## Problem statement
Return a verbatim reproduction of each line, starting at the line with "[point] every instance of the shoreline" and ending at the last line of the listing below.

## The records
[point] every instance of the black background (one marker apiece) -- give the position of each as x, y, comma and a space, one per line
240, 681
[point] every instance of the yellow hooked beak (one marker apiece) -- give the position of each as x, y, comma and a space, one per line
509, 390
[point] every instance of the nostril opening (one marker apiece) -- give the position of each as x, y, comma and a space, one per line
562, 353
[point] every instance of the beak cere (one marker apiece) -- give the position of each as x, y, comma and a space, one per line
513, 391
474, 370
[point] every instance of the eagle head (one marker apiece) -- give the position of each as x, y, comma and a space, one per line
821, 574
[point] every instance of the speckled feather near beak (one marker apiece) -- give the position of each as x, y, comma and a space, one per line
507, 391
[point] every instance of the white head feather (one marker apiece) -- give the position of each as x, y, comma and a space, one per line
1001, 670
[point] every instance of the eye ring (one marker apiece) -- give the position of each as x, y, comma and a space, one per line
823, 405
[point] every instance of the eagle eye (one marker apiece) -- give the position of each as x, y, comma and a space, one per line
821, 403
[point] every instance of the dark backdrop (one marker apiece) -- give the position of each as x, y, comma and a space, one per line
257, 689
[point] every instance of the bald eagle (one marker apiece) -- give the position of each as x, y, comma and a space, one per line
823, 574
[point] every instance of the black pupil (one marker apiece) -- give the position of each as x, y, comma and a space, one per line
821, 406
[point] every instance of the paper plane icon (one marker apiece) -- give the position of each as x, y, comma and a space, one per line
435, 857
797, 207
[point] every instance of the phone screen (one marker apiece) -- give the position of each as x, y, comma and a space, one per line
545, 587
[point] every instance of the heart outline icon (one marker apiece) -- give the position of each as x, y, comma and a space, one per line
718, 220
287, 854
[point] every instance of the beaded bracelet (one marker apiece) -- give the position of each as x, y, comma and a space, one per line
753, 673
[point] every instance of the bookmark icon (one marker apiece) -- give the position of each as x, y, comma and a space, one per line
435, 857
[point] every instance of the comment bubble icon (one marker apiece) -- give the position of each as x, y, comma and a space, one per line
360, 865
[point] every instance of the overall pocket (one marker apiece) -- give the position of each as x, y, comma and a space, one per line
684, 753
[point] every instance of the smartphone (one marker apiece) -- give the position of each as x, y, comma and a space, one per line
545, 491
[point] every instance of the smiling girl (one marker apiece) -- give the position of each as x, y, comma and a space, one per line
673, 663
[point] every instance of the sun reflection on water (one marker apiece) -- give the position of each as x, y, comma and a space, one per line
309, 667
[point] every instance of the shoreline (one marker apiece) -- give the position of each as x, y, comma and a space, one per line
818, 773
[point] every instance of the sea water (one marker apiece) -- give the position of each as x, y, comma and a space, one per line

## Solved exercise
[point] every instance of the shoreline (one marker apiece) -- give the position of each as x, y, comma and a space, one per line
818, 773
[point] every instance of the sea water (one marker apiece) -- give the position of each as x, y, comma and a space, one per line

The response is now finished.